[Point annotation dataset rows]
— start —
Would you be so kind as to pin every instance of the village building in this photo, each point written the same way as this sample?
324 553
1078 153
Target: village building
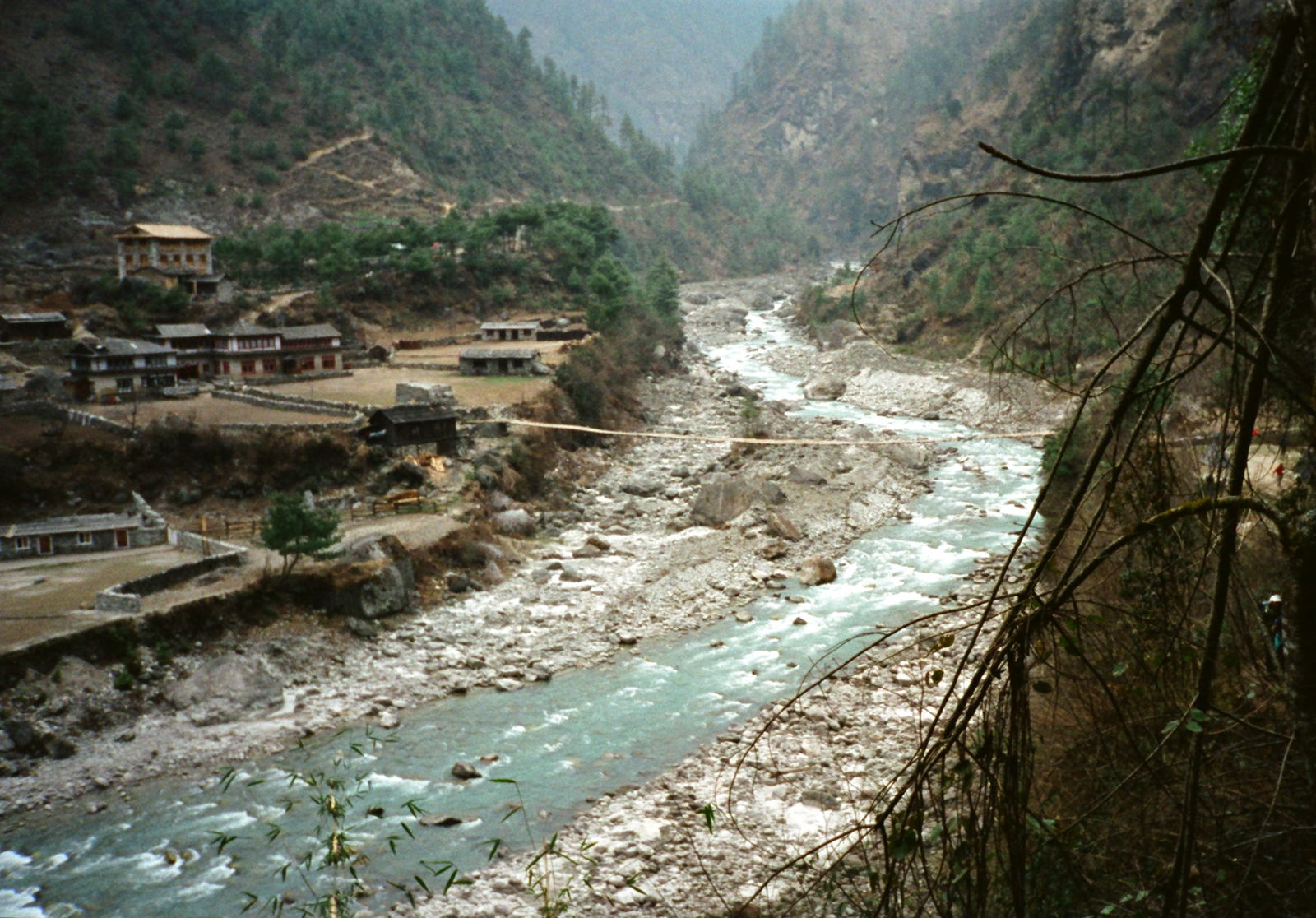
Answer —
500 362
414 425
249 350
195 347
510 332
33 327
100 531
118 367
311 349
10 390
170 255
— end —
WHAT YOU ARE ASKED TO DO:
Could you repeat all of the rows above word for word, leaving out the pictures?

EXERCISE OUTPUT:
Would you be so kind as to pin every instance of the village building in this photo, each point written the same way as this sample?
324 553
1078 153
Target: village building
Answer —
500 362
414 425
249 350
195 347
510 332
33 327
100 531
118 367
311 349
10 390
170 255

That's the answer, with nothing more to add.